▸ TO DO: Rewrite the entire listing below as a numbered list, omitting any blank lines. Leave the pictures out of your answer.
-- RECORDS SUPPLIED start --
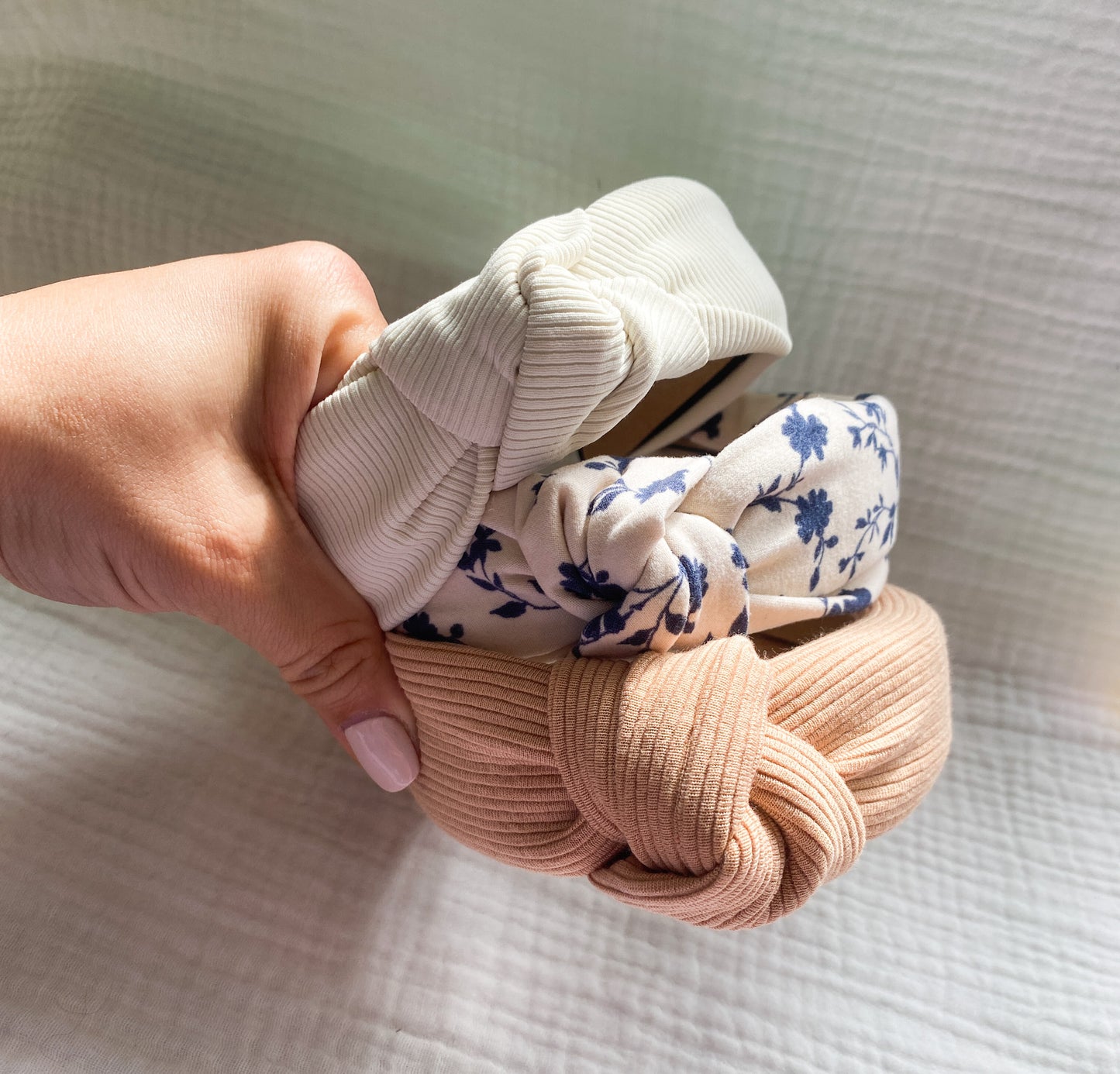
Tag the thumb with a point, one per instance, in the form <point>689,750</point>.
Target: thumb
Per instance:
<point>307,619</point>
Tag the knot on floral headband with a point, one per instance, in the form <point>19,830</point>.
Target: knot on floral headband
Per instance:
<point>791,521</point>
<point>611,659</point>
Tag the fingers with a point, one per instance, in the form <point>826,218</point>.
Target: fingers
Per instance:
<point>300,613</point>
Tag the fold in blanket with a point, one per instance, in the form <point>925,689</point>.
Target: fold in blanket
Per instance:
<point>611,557</point>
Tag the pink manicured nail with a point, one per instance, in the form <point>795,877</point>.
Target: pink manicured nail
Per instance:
<point>384,749</point>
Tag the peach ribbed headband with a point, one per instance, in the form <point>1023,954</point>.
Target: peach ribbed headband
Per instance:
<point>712,785</point>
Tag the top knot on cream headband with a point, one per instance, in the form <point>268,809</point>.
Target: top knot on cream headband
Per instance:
<point>553,343</point>
<point>722,779</point>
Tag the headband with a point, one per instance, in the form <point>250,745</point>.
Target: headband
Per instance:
<point>712,785</point>
<point>790,521</point>
<point>554,342</point>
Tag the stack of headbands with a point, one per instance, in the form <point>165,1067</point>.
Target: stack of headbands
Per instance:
<point>684,673</point>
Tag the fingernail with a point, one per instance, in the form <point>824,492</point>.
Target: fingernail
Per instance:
<point>384,749</point>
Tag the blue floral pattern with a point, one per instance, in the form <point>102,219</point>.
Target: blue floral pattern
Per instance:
<point>792,520</point>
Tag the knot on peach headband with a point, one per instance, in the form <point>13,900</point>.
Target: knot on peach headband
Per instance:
<point>712,785</point>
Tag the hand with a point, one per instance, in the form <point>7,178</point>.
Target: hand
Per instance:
<point>148,425</point>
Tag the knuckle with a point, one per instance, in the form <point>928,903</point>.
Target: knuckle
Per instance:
<point>316,263</point>
<point>329,674</point>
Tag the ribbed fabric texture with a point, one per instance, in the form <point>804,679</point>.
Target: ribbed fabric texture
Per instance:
<point>710,785</point>
<point>792,521</point>
<point>554,342</point>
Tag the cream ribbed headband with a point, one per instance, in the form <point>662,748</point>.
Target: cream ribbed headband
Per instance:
<point>791,521</point>
<point>546,349</point>
<point>712,785</point>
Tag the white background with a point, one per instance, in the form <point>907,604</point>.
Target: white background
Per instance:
<point>194,878</point>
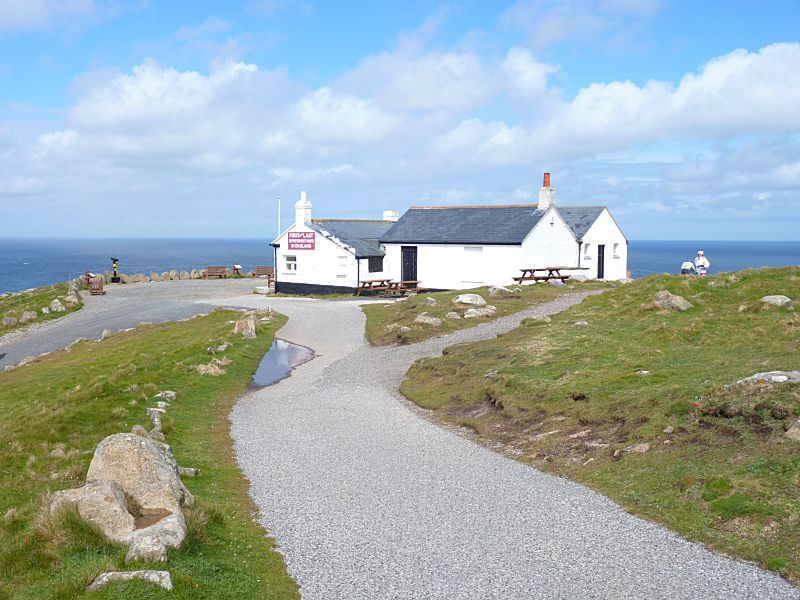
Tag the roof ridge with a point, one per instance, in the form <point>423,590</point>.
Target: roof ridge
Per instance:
<point>475,206</point>
<point>350,221</point>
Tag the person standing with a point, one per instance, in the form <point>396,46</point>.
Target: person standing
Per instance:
<point>701,263</point>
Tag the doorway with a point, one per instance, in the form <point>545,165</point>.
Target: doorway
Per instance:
<point>408,270</point>
<point>601,261</point>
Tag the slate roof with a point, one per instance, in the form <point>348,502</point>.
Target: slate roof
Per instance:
<point>361,236</point>
<point>501,225</point>
<point>580,218</point>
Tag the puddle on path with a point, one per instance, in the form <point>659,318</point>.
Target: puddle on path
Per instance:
<point>279,361</point>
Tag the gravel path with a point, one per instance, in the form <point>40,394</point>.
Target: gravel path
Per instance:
<point>369,500</point>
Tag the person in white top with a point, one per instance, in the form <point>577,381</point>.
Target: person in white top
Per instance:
<point>701,263</point>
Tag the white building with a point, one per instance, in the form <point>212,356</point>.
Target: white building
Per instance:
<point>325,256</point>
<point>455,247</point>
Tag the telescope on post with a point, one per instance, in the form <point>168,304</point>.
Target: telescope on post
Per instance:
<point>115,277</point>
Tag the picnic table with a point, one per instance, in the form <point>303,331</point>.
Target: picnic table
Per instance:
<point>543,274</point>
<point>401,288</point>
<point>373,286</point>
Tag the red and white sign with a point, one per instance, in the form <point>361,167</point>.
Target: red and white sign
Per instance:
<point>301,240</point>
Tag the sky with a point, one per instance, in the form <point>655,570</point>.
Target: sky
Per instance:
<point>138,118</point>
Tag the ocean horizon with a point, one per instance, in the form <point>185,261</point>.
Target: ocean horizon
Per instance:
<point>34,262</point>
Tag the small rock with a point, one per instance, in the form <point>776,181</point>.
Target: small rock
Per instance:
<point>778,300</point>
<point>160,578</point>
<point>580,434</point>
<point>428,320</point>
<point>494,290</point>
<point>667,301</point>
<point>794,432</point>
<point>471,299</point>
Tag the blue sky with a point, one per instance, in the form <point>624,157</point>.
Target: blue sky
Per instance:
<point>189,119</point>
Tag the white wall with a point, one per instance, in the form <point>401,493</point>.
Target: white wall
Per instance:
<point>549,244</point>
<point>605,231</point>
<point>327,264</point>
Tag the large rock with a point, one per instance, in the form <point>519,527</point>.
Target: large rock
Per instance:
<point>470,299</point>
<point>102,503</point>
<point>778,300</point>
<point>160,578</point>
<point>486,311</point>
<point>146,471</point>
<point>246,326</point>
<point>428,320</point>
<point>667,301</point>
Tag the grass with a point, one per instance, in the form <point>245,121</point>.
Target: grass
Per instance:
<point>56,410</point>
<point>719,468</point>
<point>384,321</point>
<point>35,300</point>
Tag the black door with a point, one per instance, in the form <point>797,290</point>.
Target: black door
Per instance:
<point>601,261</point>
<point>409,263</point>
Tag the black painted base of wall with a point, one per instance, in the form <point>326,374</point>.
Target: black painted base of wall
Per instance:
<point>306,289</point>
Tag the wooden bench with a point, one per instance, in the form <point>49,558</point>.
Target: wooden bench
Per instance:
<point>545,274</point>
<point>216,272</point>
<point>268,272</point>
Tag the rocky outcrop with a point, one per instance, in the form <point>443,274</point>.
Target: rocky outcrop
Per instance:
<point>485,311</point>
<point>469,299</point>
<point>667,301</point>
<point>777,300</point>
<point>428,320</point>
<point>144,469</point>
<point>159,578</point>
<point>102,503</point>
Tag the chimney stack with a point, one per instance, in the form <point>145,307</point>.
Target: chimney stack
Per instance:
<point>547,195</point>
<point>302,211</point>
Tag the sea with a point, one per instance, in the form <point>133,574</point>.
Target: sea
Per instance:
<point>32,262</point>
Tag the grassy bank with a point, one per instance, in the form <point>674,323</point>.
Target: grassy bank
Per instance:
<point>57,409</point>
<point>633,404</point>
<point>385,322</point>
<point>34,301</point>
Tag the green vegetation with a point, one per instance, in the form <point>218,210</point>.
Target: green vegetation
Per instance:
<point>34,301</point>
<point>574,400</point>
<point>56,410</point>
<point>384,321</point>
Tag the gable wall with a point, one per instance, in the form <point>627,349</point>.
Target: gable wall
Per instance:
<point>605,231</point>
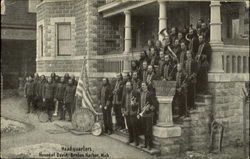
-- RECORDS SUPPLIED end --
▸ SOLUTION FOR THIS TASK:
1. Tag the thumb with a point, one per instance, in the form <point>689,750</point>.
2. Target: thumb
3. Per instance:
4. <point>307,619</point>
5. Tag the knot on floral headband with a point, one per instance, in the form <point>19,830</point>.
6. Target: knot on floral headband
7. Per instance:
8. <point>791,521</point>
9. <point>611,659</point>
10. Tag the fingers with a point, one per instance, in the form <point>826,218</point>.
11. Target: fingers
12. Per instance:
13. <point>300,613</point>
14. Tag the fold in blanket with a point, one per instance, in the form <point>925,689</point>.
15. Target: fold in blanket
16. Per instance:
17. <point>611,557</point>
18. Tag the pink manicured nail with a point, one per instance, in the form <point>795,877</point>.
19. Target: pink manicured nail
20. Per instance:
21. <point>384,749</point>
22. Tag the peach ribbed headband with a point, one per instance, in the form <point>1023,954</point>.
23. Target: peach ribbed headband
24. Per instance:
25. <point>712,785</point>
26. Tag the top knot on cream headband with a point, one per instance, in the form <point>268,809</point>.
27. Target: top knot on cream headband
28. Per instance:
29. <point>553,343</point>
30. <point>722,779</point>
31. Tag the headband with a point, one per instance, in the form <point>250,745</point>.
32. Target: headband
33. Per instance:
34. <point>712,785</point>
35. <point>790,521</point>
36. <point>554,342</point>
37. Tag the stack of headbands with a point, one per instance, in the form <point>165,1067</point>.
38. Target: stack of headbands
39. Per instance:
40. <point>684,673</point>
41. Tag the fingernail with a point, one per instance, in the form <point>824,492</point>.
42. Target: fingernail
43. Per instance:
44. <point>384,749</point>
45. Tag the blue floral pattern with a point, one per instance, in the form <point>102,219</point>.
46. Target: blue floral pattern
47. Per instance:
48. <point>792,520</point>
49. Tag the knot on peach headband with a point, one per instance, in the form <point>13,900</point>.
50. Target: knot on peach headband
51. Per instance:
52. <point>712,785</point>
53. Tag the hand with a point, one per instance, in the form <point>7,178</point>.
54. Target: hand
55. Per instance:
56. <point>148,425</point>
57. Tag the knuckle with a point, one per instance, in the form <point>928,903</point>.
58. Target: knuckle
59. Per instance:
60. <point>316,263</point>
61. <point>329,674</point>
62. Tag the ribbed fabric texture with a point, one per instance, in the form <point>804,679</point>.
63. Target: ribbed fabric texture
64. Per instance:
65. <point>710,785</point>
66. <point>792,521</point>
67. <point>554,342</point>
68. Tag the cream ribbed headband with a point, one per instance, in the form <point>662,748</point>.
69. Target: cream ribbed headband
70. Per instance:
71. <point>791,521</point>
72. <point>546,349</point>
73. <point>712,785</point>
74. Tag the white background with a point, one per instance, in the form <point>907,604</point>.
75. Target: white background
76. Per instance:
77. <point>194,878</point>
78. Tag the roof ridge with a point, one per instance, in the form <point>423,590</point>.
79. Target: roof ridge
80. Per instance:
81. <point>475,206</point>
82. <point>350,221</point>
83. Tag the person standing with a point, one per instance, in the form <point>396,46</point>.
84. Target: person standing
85. Per instance:
86. <point>701,263</point>
87. Tag the doorway with a point, one per instance, in the form <point>545,165</point>.
88. Target: doorway
89. Per instance:
90. <point>408,270</point>
91. <point>601,261</point>
92. Tag the slate roof with a point, one per instance, in the form <point>348,502</point>.
93. Target: slate roof
94. Per instance:
95. <point>361,236</point>
96. <point>501,225</point>
97. <point>580,218</point>
98. Tag the puddle on path with a point, one per instance, in the form <point>659,318</point>.
99. Target: puddle on path
100. Per instance:
101. <point>279,361</point>
102. Tag the gravel path with a point, one per instance, in the form <point>40,394</point>.
103. Target: gravel path
104. Per instance:
105. <point>369,500</point>
106. Tag the person in white top with a point, one per instance, in the form <point>577,381</point>.
107. Target: person in white top
108. Per instance:
109. <point>701,263</point>
110. Tag the white building with a point, one per instance, in the form <point>212,356</point>.
111. Target: white building
112. Per instance:
113. <point>325,256</point>
114. <point>455,247</point>
115. Tag the telescope on post with a point, one per instance, in the form <point>168,304</point>.
116. Target: telescope on post
117. Per instance:
118. <point>115,277</point>
119. Tag the picnic table with a point, one per instance, in the form <point>303,331</point>.
120. Target: picnic table
121. Per instance:
122. <point>543,274</point>
123. <point>401,288</point>
124. <point>373,286</point>
125. Tag the red and white sign with a point, one per instance, in the form <point>361,167</point>.
126. Target: red and white sign
127. Per instance:
128. <point>301,240</point>
129. Tag the sky with a point, one per instance, in the form <point>655,570</point>.
130. Target: sky
131. Per instance:
132. <point>138,118</point>
133. Tag the ocean horizon with a point, one per instance, in the form <point>185,261</point>.
134. Target: ocean horizon
135. Per instance:
136. <point>34,262</point>
137. Tag the small rock with a point, one per instance, in the form <point>776,181</point>.
138. Target: small rock
139. Per instance:
140. <point>778,300</point>
141. <point>160,578</point>
142. <point>580,434</point>
143. <point>428,320</point>
144. <point>494,290</point>
145. <point>667,301</point>
146. <point>794,432</point>
147. <point>471,299</point>
148. Tag the blue sky with a point, one per instance, in the form <point>624,157</point>.
149. Target: blue sky
150. Per instance:
151. <point>189,119</point>
152. Tag the white wall with a point, one per instance, in the form <point>401,493</point>.
153. Target: white wall
154. Per instance:
155. <point>549,244</point>
156. <point>605,231</point>
157. <point>327,264</point>
158. Tag the large rock with a point, one per instance, in the form <point>519,527</point>.
159. Target: large rock
160. Per instance:
161. <point>470,299</point>
162. <point>102,503</point>
163. <point>778,300</point>
164. <point>160,578</point>
165. <point>486,311</point>
166. <point>146,471</point>
167. <point>246,326</point>
168. <point>428,320</point>
169. <point>667,301</point>
170. Tag the grass with a point, one per instance, in the form <point>245,121</point>.
171. Target: grass
172. Per instance:
173. <point>56,410</point>
174. <point>719,468</point>
175. <point>384,321</point>
176. <point>35,300</point>
177. Tag the black door with a point, one per instance, in the form <point>797,290</point>.
178. Target: black door
179. Per instance:
180. <point>601,261</point>
181. <point>409,263</point>
182. Tag the black painted base of wall with a point, one per instance, in the form <point>326,374</point>.
183. Target: black painted base of wall
184. Per instance:
185. <point>306,289</point>
186. Tag the wooden bench with a point, one per instance, in the form <point>49,558</point>.
187. Target: wooden bench
188. Per instance:
189. <point>545,274</point>
190. <point>216,272</point>
191. <point>268,272</point>
192. Tag the rocky outcrop with a point, one per instance, in the form <point>443,274</point>.
193. Target: rocky outcrop
194. Per instance:
195. <point>485,311</point>
196. <point>469,299</point>
197. <point>667,301</point>
198. <point>777,300</point>
199. <point>428,320</point>
200. <point>144,469</point>
201. <point>159,578</point>
202. <point>102,503</point>
203. Tag the chimney stack with a point, one per instance, in the form <point>145,307</point>.
204. Target: chimney stack
205. Per instance:
206. <point>547,195</point>
207. <point>302,211</point>
208. Tag the sea with a point, one per instance, in the form <point>133,574</point>.
209. Target: sea
210. Per instance:
211. <point>32,262</point>
212. Tag the grassy bank with a point, one per instance, in the form <point>674,323</point>.
213. Target: grassy bank
214. Per instance:
215. <point>57,409</point>
216. <point>633,404</point>
217. <point>385,322</point>
218. <point>34,301</point>
219. Tag the green vegetation with a point, one per instance, in the form <point>218,210</point>.
220. Target: green vegetation
221. Per instance:
222. <point>34,301</point>
223. <point>574,400</point>
224. <point>56,410</point>
225. <point>384,321</point>
226. Tag the gable wall with a point, one per instance, in the form <point>627,349</point>.
227. Target: gable wall
228. Per instance:
229. <point>605,231</point>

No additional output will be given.